### Exercise
Write out precisely the lines beginning with the line that contains "Task: point out every instance of the fog" and ending with the last line of the entries, and no other lines.

### Provided data
....

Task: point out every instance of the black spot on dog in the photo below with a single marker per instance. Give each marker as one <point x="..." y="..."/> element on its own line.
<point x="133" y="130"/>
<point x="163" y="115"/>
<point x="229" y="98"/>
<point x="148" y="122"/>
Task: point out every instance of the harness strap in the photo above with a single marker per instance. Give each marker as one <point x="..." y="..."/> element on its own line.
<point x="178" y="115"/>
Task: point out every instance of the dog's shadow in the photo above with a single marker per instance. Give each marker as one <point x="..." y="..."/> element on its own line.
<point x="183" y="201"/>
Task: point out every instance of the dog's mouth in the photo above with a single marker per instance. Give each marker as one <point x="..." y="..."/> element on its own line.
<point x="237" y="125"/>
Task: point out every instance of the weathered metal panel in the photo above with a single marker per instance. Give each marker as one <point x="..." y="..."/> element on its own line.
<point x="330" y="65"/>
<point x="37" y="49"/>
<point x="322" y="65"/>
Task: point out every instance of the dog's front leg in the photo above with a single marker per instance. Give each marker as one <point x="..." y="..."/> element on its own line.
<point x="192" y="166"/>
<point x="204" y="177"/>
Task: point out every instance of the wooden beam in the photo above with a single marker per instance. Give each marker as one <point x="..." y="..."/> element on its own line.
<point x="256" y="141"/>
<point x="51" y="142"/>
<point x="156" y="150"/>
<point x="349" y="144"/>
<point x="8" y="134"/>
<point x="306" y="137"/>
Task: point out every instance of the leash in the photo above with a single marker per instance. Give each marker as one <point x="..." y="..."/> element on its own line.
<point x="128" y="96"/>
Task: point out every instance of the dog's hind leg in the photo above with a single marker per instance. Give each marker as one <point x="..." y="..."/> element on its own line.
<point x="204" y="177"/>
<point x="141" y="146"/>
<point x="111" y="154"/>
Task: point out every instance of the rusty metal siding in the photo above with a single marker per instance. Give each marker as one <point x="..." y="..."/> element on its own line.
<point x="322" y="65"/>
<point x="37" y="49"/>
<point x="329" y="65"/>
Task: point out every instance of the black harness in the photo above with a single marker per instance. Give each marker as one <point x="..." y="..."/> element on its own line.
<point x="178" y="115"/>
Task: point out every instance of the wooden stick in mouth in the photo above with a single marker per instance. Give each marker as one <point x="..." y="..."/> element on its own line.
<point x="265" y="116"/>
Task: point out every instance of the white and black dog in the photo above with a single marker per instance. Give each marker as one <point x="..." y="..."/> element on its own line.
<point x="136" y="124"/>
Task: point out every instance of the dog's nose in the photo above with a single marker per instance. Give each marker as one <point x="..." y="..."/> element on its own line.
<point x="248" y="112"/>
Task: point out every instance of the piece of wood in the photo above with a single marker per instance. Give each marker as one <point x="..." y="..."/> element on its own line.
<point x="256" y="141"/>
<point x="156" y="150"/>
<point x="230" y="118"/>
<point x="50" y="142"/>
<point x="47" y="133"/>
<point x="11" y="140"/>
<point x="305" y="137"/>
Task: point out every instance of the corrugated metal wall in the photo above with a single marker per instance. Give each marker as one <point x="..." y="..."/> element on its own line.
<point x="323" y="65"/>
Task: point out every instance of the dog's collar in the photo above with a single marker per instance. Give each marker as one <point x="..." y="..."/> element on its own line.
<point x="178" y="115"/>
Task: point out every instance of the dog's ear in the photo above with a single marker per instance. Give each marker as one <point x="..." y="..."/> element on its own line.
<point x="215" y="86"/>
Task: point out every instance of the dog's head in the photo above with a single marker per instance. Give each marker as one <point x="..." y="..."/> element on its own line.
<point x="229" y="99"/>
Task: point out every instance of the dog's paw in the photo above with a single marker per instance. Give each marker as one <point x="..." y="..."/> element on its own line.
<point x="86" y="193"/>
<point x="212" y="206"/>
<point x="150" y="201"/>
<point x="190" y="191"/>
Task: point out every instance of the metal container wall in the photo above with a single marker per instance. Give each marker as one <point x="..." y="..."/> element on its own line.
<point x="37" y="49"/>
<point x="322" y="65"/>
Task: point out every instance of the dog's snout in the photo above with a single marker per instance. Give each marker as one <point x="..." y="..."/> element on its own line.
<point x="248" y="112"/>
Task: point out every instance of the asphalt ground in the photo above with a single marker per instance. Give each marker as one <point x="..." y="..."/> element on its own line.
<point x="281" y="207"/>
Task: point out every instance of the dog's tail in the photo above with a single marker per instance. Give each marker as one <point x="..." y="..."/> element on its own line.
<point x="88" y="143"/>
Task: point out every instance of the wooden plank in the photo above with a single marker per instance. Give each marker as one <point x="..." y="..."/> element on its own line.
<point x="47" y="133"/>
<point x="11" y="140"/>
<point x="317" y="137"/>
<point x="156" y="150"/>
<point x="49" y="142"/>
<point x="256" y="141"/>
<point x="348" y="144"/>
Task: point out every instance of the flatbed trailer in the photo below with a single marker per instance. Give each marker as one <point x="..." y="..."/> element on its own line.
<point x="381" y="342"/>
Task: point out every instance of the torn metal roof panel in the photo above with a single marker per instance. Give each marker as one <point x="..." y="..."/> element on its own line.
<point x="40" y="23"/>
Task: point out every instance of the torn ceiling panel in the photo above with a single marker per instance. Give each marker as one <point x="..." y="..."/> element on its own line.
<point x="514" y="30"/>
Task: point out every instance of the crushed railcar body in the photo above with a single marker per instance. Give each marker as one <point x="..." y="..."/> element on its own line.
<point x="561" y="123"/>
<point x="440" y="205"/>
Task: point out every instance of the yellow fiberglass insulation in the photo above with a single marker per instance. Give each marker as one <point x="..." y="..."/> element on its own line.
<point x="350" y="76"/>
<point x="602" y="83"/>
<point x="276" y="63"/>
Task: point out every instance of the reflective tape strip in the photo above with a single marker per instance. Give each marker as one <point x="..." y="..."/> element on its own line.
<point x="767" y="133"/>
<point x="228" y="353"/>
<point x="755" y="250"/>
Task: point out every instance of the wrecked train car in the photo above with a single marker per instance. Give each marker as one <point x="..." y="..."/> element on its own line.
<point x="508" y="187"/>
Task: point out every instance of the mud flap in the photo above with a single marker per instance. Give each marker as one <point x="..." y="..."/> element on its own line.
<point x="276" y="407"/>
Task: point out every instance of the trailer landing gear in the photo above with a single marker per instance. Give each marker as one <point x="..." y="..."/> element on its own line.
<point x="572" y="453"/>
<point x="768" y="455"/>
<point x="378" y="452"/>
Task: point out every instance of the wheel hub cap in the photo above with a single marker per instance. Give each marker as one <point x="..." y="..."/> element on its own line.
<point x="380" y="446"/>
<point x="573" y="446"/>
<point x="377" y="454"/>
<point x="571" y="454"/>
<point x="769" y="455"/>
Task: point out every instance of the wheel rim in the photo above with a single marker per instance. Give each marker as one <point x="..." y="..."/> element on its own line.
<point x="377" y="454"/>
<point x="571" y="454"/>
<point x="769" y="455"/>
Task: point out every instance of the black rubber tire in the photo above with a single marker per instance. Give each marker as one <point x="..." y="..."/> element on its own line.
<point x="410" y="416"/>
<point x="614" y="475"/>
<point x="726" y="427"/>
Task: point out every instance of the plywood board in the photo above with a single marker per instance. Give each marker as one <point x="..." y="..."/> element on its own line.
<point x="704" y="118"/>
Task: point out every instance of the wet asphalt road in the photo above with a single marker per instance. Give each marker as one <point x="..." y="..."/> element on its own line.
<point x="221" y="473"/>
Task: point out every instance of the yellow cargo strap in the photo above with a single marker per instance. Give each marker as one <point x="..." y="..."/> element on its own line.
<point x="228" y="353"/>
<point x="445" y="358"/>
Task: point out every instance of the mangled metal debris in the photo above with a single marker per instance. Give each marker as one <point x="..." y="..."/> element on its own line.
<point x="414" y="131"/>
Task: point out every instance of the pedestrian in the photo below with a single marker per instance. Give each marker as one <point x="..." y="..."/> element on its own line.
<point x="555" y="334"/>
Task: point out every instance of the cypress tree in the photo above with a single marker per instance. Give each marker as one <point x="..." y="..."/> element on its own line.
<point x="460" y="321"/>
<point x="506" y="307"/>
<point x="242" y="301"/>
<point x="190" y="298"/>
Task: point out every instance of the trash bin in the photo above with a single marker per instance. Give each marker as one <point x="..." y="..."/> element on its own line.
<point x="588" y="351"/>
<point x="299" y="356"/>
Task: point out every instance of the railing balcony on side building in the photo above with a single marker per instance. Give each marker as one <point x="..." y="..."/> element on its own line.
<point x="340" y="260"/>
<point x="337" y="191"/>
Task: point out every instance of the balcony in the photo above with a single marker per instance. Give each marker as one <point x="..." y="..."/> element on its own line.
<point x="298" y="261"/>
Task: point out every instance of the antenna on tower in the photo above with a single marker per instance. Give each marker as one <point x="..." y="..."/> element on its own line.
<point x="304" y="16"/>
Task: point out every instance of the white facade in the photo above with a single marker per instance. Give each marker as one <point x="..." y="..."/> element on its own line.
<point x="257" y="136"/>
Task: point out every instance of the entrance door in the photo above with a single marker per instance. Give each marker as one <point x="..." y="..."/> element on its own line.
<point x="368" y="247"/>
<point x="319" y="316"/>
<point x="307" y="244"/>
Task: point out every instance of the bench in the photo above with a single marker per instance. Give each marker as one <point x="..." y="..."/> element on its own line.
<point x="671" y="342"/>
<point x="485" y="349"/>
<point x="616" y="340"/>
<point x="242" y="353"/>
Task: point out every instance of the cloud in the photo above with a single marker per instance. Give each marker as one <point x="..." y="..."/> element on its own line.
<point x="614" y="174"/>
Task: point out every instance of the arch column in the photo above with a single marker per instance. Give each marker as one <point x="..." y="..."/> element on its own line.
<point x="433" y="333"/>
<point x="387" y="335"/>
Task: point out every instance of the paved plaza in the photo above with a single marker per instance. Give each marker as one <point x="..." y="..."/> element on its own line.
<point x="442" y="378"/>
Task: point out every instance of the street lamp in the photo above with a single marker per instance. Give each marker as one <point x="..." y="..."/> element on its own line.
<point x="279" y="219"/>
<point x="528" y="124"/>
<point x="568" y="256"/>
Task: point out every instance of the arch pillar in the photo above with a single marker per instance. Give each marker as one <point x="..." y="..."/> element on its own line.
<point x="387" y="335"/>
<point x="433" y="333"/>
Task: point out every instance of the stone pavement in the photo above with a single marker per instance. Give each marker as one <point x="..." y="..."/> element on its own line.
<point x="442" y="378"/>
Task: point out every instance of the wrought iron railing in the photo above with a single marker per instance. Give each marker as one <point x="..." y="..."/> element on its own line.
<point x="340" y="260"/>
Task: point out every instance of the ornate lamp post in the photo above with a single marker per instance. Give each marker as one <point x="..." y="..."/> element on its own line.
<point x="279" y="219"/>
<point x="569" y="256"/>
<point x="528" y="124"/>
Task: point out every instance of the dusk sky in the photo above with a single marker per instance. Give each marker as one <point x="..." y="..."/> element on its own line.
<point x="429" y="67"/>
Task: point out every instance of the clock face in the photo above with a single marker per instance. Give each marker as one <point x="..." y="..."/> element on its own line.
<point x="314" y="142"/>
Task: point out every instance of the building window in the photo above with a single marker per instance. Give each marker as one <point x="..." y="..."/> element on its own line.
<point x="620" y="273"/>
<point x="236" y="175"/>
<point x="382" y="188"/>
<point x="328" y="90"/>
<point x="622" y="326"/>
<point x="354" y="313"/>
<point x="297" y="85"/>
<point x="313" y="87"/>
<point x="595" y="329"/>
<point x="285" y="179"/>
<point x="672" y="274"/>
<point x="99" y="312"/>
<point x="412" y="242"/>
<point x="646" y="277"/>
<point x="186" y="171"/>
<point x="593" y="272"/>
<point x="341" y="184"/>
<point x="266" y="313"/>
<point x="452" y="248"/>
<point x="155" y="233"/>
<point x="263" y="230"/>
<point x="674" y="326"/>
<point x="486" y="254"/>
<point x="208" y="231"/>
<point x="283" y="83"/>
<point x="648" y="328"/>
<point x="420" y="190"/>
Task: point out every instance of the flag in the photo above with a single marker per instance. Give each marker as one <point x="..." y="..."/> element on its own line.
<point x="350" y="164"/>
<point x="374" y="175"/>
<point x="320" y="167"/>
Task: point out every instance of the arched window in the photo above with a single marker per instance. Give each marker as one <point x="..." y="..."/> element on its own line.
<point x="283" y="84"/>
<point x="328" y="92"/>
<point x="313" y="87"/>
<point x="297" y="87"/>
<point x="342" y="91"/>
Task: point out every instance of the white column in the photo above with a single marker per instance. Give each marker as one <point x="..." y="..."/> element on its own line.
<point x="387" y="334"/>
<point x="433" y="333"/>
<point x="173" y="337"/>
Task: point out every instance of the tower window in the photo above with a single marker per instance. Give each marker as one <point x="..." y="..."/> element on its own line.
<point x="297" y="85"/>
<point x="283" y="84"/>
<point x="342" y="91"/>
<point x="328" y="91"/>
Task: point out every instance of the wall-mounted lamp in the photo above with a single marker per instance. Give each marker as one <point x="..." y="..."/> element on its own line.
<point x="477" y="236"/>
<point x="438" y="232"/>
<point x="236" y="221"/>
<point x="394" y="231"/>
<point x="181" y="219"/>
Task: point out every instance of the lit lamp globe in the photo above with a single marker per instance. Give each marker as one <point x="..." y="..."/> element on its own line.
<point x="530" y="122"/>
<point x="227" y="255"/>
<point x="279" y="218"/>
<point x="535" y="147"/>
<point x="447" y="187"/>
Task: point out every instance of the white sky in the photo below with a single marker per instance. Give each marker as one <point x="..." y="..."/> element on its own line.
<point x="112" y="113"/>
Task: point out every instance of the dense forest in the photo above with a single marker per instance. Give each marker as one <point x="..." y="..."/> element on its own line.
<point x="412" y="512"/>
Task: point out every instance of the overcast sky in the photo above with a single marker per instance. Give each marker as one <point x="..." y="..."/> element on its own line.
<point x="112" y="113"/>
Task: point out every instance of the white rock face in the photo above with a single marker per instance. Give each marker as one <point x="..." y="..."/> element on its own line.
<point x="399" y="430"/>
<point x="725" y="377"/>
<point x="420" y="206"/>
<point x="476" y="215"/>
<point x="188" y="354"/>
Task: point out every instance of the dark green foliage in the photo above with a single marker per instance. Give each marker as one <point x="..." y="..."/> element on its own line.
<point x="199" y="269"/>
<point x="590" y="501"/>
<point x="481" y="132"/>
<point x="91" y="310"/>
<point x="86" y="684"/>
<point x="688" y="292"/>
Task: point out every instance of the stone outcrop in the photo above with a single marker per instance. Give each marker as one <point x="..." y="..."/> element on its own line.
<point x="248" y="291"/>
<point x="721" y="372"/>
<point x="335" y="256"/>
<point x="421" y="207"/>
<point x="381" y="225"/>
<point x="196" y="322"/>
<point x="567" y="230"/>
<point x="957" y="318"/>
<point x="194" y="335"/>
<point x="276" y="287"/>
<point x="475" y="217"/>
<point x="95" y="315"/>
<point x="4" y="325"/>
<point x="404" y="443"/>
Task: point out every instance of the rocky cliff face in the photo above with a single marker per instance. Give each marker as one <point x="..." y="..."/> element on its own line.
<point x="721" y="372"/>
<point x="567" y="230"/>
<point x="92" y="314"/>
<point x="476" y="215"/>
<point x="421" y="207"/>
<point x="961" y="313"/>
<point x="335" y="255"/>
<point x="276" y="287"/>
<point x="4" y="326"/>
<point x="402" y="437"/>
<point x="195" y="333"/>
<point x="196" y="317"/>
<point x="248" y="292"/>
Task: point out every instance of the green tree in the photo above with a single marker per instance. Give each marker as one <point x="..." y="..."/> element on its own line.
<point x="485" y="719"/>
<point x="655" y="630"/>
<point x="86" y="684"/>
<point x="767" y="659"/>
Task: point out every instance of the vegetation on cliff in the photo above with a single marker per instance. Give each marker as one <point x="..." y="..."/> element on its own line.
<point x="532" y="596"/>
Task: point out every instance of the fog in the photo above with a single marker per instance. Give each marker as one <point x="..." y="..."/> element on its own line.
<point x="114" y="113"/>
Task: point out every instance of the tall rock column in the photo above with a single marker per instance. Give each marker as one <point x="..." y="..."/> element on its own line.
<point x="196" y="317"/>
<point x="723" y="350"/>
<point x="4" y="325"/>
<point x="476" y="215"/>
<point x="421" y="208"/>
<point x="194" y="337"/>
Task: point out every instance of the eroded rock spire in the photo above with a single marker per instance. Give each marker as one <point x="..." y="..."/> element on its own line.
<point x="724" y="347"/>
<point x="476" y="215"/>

....

### Written answer
Task: point out every instance of the fog in the photo above with a single marker per instance. Give each marker as one <point x="..." y="..."/> element on its own line.
<point x="114" y="113"/>
Task: point out every instance of the tall rock column in the photo above with a single marker per instance. Give each marker as one <point x="..." y="..."/> element on its own line.
<point x="196" y="317"/>
<point x="723" y="350"/>
<point x="4" y="325"/>
<point x="476" y="215"/>
<point x="421" y="208"/>
<point x="194" y="337"/>
Task: point out every instance of the eroded rock spire in the photo above with a single marker per instance. Give each marker as one <point x="..." y="..."/> element on its own line.
<point x="724" y="347"/>
<point x="476" y="215"/>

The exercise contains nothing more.